(Problem description): Reproduce the records below exactly, leaving out any pictures.

# Start of Data entries

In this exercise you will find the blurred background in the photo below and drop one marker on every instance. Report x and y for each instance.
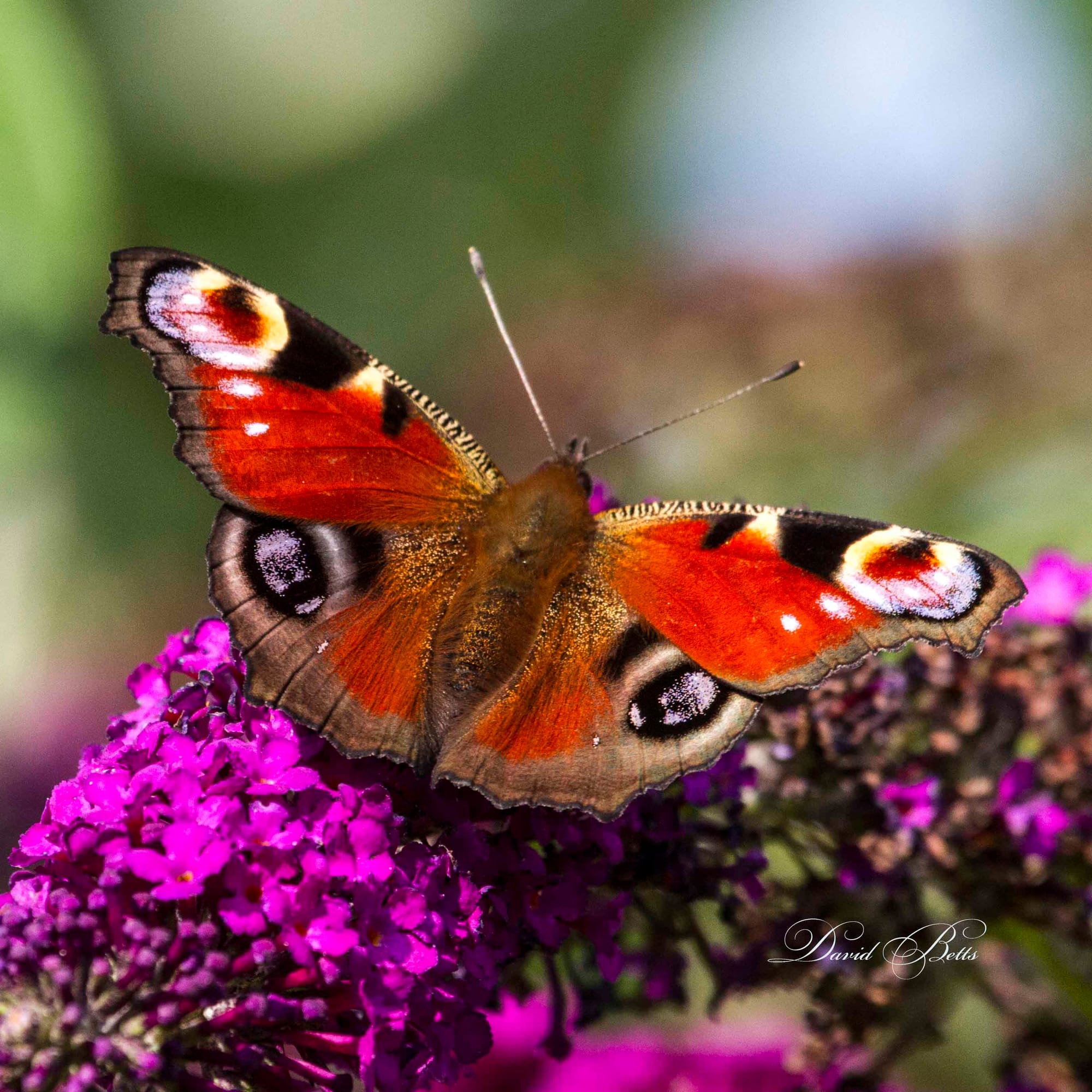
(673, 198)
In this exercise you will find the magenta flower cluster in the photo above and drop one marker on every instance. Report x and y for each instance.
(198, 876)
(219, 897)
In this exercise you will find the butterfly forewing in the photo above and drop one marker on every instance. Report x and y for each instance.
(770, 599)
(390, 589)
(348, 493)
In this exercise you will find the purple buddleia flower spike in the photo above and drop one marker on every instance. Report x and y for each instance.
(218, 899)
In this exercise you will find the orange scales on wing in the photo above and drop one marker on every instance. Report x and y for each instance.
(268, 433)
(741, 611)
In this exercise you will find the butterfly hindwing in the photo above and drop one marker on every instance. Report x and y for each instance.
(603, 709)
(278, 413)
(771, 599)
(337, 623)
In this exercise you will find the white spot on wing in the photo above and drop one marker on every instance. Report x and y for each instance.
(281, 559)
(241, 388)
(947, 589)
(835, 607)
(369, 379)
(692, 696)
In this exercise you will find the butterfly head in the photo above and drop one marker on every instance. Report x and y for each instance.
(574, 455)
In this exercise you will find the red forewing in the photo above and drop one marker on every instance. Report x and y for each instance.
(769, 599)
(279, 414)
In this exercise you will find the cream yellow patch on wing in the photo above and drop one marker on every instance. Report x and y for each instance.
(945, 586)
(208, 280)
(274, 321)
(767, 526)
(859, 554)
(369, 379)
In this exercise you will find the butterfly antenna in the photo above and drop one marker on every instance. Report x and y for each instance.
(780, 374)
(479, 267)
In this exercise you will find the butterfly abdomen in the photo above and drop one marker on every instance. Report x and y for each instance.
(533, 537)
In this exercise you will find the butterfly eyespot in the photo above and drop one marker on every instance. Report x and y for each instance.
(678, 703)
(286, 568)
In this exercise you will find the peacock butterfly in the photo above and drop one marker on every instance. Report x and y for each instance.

# End of Data entries

(Answer to this problem):
In this exercise you will find the blurred background in the photo below and drop one marker on every instance. Report x and y for each instance.
(673, 198)
In this exercise you will find the magenta flower cluster in the photo above and drop one marker on every instance. Report x and y for each instance.
(198, 876)
(219, 897)
In this exercise you will find the butterfly forewing in the photo above and drop one marker on every instance. Report x and y for each instance.
(770, 599)
(390, 589)
(348, 493)
In this exercise you will find the purple buddleia flower spike in the photo above and drop one marker on every instance. Report x and y for each instance.
(218, 899)
In this exercise you will find the orange scales on wing in the photo above and drop one marker on every instance. Report x and y for each instance.
(268, 433)
(741, 611)
In this exercise you will find the butterfly hindwing in the photo above and drop one marker on every instance. Report x and y for each instance.
(603, 709)
(278, 413)
(771, 599)
(337, 623)
In this exercise you will find the white spot on wing in the photo above and drop one marker on every instance. Report x and y for each instance.
(281, 559)
(241, 388)
(947, 589)
(835, 607)
(369, 379)
(692, 696)
In this exercise you will find the butterfly head in the photo above and drop one marker on every instance. Report x and y for each instance.
(574, 455)
In this exercise you will find the red forewing in the photo above and drop one marker on every instance. Report x and y for each instance.
(769, 599)
(279, 414)
In this exercise you will find the cream yellow patch on wing in the photo above and drop one marker on every instance. Report x and y for each instance.
(945, 586)
(208, 280)
(274, 321)
(767, 526)
(859, 554)
(369, 379)
In this exercise you will find the butterfly antenna in the photo above and drop one marker on every instance. Report x and y for each instance.
(780, 374)
(479, 267)
In this exercise you will find the butterfly abdomen in the photo above and drop one marker on every instance. Report x and y for each instance.
(533, 537)
In this exercise you will find the butterfly eyespot in the photo above and drop one marker on every instance. Report x and y for each instance.
(678, 703)
(286, 568)
In this exercise you will find the peacock butterfly in the photo above and drop one marker on every instance. Report x and y for each instance.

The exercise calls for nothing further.